### Task to complete
Reproduce the rows below word for word, from the line containing "Each instance receives one keypoint. Annotate the flower center" through the last line of the rows.

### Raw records
*****

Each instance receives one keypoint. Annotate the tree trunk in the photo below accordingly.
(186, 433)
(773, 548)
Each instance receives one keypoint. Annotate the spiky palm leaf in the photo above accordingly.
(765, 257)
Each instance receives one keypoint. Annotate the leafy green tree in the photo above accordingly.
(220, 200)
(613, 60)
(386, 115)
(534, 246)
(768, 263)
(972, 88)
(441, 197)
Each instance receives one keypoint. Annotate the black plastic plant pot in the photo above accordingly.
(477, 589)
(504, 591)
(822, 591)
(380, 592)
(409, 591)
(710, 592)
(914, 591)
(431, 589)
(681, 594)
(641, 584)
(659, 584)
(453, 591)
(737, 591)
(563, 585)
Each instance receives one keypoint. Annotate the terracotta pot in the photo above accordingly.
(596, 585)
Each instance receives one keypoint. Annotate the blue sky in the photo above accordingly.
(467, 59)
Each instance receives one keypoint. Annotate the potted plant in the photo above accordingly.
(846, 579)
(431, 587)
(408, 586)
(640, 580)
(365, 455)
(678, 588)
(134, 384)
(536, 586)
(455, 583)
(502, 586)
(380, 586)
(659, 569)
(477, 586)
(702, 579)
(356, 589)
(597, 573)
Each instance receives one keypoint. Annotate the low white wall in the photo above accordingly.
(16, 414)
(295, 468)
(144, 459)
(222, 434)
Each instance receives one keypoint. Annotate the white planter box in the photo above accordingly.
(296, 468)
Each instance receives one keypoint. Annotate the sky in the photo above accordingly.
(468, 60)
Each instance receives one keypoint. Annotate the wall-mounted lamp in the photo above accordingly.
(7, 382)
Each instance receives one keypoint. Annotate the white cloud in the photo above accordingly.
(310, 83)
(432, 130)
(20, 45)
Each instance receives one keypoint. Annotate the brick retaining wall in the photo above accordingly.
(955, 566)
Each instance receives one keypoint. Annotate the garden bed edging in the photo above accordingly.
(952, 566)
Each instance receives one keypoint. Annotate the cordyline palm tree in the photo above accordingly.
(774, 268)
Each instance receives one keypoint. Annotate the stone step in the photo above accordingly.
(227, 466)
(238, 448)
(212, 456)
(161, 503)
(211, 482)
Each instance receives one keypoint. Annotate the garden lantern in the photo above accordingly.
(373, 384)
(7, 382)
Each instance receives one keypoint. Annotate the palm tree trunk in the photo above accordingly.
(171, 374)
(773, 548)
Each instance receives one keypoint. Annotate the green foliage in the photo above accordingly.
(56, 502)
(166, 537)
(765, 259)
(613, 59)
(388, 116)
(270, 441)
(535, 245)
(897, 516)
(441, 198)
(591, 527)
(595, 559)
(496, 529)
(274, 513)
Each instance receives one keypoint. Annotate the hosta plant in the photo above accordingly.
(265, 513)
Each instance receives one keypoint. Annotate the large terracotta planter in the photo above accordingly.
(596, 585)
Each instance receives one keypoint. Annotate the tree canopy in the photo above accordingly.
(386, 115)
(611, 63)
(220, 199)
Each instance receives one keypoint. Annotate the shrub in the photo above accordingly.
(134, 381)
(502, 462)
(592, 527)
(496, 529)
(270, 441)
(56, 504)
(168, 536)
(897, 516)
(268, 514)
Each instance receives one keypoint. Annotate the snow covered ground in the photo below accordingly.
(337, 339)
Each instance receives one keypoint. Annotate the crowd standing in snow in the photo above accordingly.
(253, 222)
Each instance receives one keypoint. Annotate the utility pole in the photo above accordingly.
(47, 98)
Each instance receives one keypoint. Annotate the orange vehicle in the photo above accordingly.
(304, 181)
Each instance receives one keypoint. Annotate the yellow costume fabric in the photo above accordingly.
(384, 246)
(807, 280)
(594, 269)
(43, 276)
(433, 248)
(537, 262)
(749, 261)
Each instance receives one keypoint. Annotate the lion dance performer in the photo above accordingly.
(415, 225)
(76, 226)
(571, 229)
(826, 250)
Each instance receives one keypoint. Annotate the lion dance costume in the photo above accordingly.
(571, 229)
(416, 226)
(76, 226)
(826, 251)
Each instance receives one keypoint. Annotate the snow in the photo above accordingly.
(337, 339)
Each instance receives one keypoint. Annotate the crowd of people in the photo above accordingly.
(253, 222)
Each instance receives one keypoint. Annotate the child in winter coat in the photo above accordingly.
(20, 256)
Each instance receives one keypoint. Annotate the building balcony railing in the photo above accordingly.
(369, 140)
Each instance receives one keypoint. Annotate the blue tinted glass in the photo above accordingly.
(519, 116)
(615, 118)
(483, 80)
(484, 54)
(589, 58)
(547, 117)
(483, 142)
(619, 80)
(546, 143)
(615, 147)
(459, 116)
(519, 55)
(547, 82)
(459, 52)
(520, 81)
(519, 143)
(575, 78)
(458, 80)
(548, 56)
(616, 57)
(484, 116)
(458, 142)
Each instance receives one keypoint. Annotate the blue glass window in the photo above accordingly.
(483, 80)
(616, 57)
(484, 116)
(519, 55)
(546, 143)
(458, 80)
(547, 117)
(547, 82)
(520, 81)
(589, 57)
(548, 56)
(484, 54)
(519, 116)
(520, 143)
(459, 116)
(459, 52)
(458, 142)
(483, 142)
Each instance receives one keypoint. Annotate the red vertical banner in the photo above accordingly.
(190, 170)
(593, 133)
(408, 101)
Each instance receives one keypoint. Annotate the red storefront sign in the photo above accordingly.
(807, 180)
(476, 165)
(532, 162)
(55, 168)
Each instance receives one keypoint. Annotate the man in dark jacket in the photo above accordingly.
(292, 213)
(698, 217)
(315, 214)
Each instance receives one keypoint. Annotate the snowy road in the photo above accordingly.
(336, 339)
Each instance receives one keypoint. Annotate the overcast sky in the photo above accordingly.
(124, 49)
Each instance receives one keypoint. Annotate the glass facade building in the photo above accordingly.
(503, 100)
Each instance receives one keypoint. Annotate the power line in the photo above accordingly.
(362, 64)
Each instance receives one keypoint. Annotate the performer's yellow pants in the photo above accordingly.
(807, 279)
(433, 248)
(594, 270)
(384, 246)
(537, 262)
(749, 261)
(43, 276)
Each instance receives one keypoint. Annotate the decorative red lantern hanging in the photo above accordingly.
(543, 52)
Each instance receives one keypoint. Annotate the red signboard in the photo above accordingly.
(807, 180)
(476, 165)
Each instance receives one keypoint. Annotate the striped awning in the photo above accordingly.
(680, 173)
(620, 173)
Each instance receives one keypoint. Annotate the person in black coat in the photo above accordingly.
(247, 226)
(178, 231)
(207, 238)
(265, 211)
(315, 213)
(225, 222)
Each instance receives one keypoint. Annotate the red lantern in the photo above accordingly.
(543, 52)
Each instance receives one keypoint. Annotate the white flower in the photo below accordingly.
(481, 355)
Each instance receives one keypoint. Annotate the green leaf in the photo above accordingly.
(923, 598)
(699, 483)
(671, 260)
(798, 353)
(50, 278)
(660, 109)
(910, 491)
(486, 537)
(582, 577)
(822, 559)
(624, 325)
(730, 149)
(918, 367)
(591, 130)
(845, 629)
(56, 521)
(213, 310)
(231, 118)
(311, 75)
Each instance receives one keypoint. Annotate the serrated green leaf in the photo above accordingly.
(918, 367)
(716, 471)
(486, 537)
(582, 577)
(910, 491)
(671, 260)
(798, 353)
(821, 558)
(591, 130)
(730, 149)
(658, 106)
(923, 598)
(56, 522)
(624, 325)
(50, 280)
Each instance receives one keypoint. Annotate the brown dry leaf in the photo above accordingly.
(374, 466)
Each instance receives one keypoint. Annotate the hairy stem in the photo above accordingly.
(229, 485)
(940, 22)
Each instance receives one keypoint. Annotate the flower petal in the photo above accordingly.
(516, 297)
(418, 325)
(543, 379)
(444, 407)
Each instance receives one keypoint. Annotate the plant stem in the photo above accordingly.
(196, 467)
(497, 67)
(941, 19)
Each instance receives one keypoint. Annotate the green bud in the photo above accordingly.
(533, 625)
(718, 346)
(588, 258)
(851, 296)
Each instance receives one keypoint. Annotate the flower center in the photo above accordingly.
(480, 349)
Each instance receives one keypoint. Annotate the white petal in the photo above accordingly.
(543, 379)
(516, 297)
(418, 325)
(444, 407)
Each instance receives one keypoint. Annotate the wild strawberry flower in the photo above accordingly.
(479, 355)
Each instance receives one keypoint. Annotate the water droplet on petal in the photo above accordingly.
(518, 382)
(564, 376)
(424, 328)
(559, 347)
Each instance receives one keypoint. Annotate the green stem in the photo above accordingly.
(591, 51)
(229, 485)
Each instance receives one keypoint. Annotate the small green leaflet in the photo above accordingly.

*****

### Complete output
Each instance receives one keypoint. Annotate the flower center in the photo above accordingly.
(480, 349)
Each instance receives one keypoint. Annotate the white petal in the photo above accordingly.
(543, 379)
(516, 297)
(418, 325)
(444, 407)
Each instance receives one keypoint. Annotate the wild strawberry flower in the photo above accordingly.
(479, 355)
Each instance receives one keypoint. Annotate the water droplet on petal in the photo above accordingly.
(518, 382)
(564, 376)
(424, 328)
(559, 347)
Each instance receives one keypoint. Annotate the green stem in the photo above accordingly.
(591, 51)
(229, 485)
Each instance receives one keypoint. Annotate the small green leaflet in the photo above accordingly.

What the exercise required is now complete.